The task —
Copy the listing from the line with "Where can the double" to the line with "point(307, 263)", changing "basin" to "bowl" and keeping everything else the same.

━━ Records for this task

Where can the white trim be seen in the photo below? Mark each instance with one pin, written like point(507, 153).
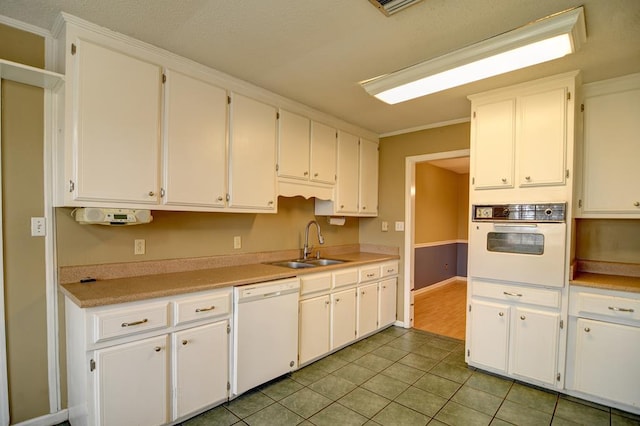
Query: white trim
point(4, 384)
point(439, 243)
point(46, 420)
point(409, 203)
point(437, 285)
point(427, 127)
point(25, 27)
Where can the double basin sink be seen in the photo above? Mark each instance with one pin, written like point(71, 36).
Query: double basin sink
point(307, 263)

━━━━
━━ Records for this task

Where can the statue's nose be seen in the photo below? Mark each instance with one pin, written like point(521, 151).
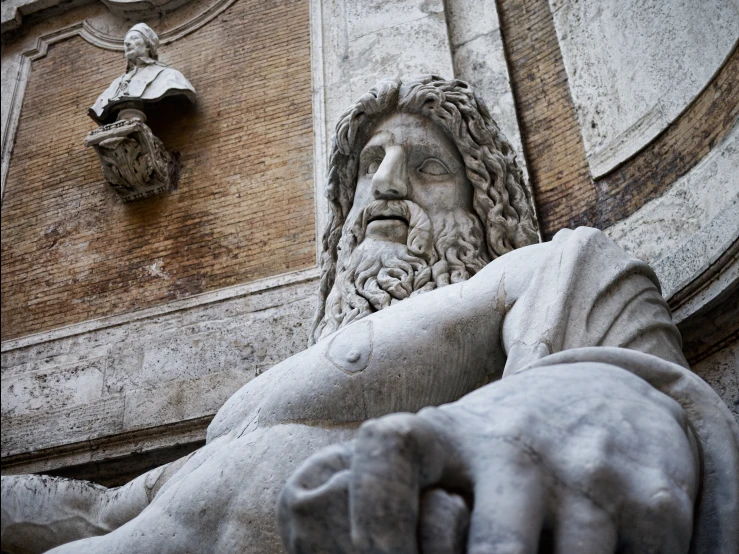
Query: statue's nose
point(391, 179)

━━━━

Exercise answer —
Where can the double bowl sink be seen in the photo above? Mark each instance with one pin, written like point(71, 36).
Query: double bowl sink
point(307, 263)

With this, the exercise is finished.